# Data to use
== Segment start ==

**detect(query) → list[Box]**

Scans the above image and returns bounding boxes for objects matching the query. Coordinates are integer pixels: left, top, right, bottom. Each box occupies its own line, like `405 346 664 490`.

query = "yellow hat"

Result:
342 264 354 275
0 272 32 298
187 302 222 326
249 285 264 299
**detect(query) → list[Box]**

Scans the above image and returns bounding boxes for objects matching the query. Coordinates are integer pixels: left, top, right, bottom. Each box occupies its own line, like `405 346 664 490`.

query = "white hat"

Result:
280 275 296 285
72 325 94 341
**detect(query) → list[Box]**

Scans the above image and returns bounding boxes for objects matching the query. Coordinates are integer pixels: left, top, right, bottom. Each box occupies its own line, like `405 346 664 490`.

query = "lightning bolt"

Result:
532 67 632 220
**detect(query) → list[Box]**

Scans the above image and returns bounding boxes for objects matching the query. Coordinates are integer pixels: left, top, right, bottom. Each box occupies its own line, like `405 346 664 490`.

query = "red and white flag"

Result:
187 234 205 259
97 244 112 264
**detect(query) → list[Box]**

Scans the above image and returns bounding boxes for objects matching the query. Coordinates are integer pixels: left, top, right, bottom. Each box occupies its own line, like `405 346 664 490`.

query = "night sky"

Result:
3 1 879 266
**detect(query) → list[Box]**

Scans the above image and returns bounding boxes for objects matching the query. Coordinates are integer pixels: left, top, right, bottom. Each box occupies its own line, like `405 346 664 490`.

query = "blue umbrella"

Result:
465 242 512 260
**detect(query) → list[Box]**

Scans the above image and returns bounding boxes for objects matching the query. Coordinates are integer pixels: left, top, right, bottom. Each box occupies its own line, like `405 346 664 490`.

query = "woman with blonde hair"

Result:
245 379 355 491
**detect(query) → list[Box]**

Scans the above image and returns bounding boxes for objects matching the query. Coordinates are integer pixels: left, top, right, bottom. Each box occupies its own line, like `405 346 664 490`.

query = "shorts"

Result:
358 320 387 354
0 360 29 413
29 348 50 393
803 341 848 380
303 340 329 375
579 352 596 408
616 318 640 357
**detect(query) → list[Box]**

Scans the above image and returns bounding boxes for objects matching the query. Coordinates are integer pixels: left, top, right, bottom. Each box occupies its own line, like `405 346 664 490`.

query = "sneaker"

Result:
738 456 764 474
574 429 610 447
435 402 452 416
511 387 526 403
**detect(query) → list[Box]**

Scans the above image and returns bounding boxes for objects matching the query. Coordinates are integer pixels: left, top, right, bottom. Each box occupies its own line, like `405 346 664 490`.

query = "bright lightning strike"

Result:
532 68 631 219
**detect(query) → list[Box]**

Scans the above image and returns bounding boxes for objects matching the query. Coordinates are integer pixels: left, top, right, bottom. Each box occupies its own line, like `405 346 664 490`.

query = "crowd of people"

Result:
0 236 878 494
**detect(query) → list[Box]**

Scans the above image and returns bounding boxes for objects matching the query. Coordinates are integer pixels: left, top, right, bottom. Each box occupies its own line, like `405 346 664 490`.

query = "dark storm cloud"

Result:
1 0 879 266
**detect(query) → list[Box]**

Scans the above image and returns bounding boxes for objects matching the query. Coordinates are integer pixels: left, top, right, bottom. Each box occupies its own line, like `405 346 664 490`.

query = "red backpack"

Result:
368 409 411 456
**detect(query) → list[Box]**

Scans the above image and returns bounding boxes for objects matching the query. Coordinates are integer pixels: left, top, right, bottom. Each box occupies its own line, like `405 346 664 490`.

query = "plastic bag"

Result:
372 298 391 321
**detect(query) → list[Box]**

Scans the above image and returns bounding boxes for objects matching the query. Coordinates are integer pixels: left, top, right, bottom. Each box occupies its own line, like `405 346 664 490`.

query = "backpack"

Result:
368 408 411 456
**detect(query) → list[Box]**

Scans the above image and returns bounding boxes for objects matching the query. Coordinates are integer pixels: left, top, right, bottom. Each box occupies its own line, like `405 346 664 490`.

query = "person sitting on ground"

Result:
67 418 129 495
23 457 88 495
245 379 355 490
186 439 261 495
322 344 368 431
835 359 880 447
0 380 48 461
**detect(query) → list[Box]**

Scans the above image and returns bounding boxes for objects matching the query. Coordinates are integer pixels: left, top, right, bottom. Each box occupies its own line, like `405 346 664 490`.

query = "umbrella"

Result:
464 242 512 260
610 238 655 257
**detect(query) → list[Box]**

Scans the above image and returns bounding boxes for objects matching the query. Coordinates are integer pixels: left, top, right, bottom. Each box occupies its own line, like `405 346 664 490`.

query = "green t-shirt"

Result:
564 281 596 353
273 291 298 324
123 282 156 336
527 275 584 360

== Segment end ==

Restate the entries above. Match them exactly.

**detect(query) → list[Box]**

Scans the above image and returns bounding boxes for objects matching the query. Coordinates are integer pixels: left, top, right, bottom. Each box occupies its own line, like `405 346 664 490`.

query = "yellow hat"

Result:
342 264 354 275
0 272 32 298
187 302 222 326
249 285 264 299
**detect(query) → list[Box]**

Scans the above image and returns bounding boxes for objects matching the query. Coordinates are integer pixels: left, top, right, bottom. Each box occupies its own line, like `405 346 664 490`.

query = "white hat"

Result:
280 275 296 285
72 325 94 341
**detect(query) → list[Box]**

Scans the above image and returns bounding boxes for objects matching the query. Coordinates are integer pixels: left, top, right, bottom. Each box occupies its own line, like `405 346 664 490`.

query = "lightning bolt"

Result:
532 67 632 220
**detect(query) → list[Box]**

Scans the above image and returns bounding boxes for objects matching the query. Coordinates are integer pixels: left, top, right, bottom. Each box occupies its own line, like `405 346 664 490`.

query = "red and white flag"

Result:
187 234 205 259
97 244 112 264
**detect(query) → list[Box]**

Scans the above image and returns bounding boxes for objects matching the query. Coordinates are integer pixels: left, top, right, bottom. Each box occupies its own line, like `405 346 664 490`.

query = "night sky"

Result:
3 1 879 266
**detect(query) → list[Box]**

Scans the above image and returns bounding boxes for objects matching the query. Coordinates are integer pixels: left, top, right, bottom. Each box occupies its own line, like `405 346 664 490`.

query = "blue umbrella"

Result:
465 242 512 260
**detect(query) → list[Box]**

Scans the above image and returns bounding boxes for objects matching the query. Coordinates are integer pixels: left, top, right, bottom. Each box occupies its own line, like `405 346 664 490`.

query = "woman with blonde hair"

Result:
245 379 355 491
**detect(query) → list[Box]**

Scans the above image and returns bounding boxes for objects matching the query. Coordinates are integer pixels: left, top, right, bottom. Each box occupies its own line, like `405 346 664 490`.

query = "shorts"

Result:
358 320 387 354
0 360 29 413
29 348 50 393
803 341 848 380
303 340 329 375
579 352 596 408
616 318 640 357
**detect(query) → list[Box]**

Scans the above image and returns bounding boxes for objects matching the query. Coordinates are integer pixels: left, top, right, bottom. Each box occupies its own line, like `405 346 664 490`.

query = "sneaker"

Result:
738 456 764 474
574 429 610 447
435 402 452 416
511 387 526 403
**detect(query) → list[Box]**

Scans the above image and returns bounding boxes for objects matching the query. Coordinates are integer pixels: left, top, right, bottom. Each box occupies its own line, like `405 346 664 490`.

query = "bright lightning strike"

Result:
532 68 631 219
**detect(query) → list[Box]**

Scans the above image and returns bounding boxes for objects matching the query. Coordinates are integer pixels: left, top, right, bottom. Each box occupies its own line, like `405 346 664 490`.

query = "crowd of people"

Result:
0 236 878 494
**detect(query) → list[Box]**

Scans the above image and returns bounding boxes for objects matching the query. Coordinates are integer pixels: left, top, right, bottom. Each box occupies its own line, like `405 346 664 490`.

query = "dark storm cloud"

Result:
1 0 879 266
**detect(query) → list[Box]**

Scans the above image and returns bounding boxes for objects matching the query. Coordinates are integer pixels: left, top, right, bottom. Each box occupies its own line, like `405 346 664 490`.

query = "red backpack"

Result:
368 409 411 456
**detect(query) → list[Box]**

Scans the above image and returns bounding boxes for objects matching the query. Coordinates are integer pixels: left, top, right, bottom. Each box occupies its own line, like `405 346 664 490`.

query = "plastic bag"

Result:
372 298 391 321
**detect(query) → list[Box]**

Scans the above image and returns bounding boxes for objects matching the query. Coordinates are integer pixels: left, top, right, bottom. Each box occupies its own line, like `405 346 664 490`.

query = "backpack"

Result:
368 408 411 456
**detect(query) → list[Box]**

Scans the above image and returns bounding boxes for objects matching the query. Coordinates are integer pixels: left, top, right, bottom. Each box occupies its own line, like `405 346 664 490`.

query = "person sitting on ground"

Result:
67 418 129 495
23 457 88 495
245 379 355 490
186 439 261 495
322 344 368 431
835 359 880 447
0 380 48 461
**detect(query) → list[Box]**

Scans the above image and returns bounding boxes for objects matching the query. Coordinates are integer pixels: left, top, right, bottom. Each box occupies its own line, like `405 346 664 490`.

query = "umbrella"

Result:
464 242 512 260
610 238 655 257
**detect(query) → list[Box]**

Scans the above image and returns bounding boxes for objects matching the query. Coordinates are integer pixels: left, top, right, bottom. Each box occupies its own line, like `405 346 664 490`.

query = "green t-shirt"

Result:
564 281 596 353
273 291 298 324
123 282 156 336
527 275 584 360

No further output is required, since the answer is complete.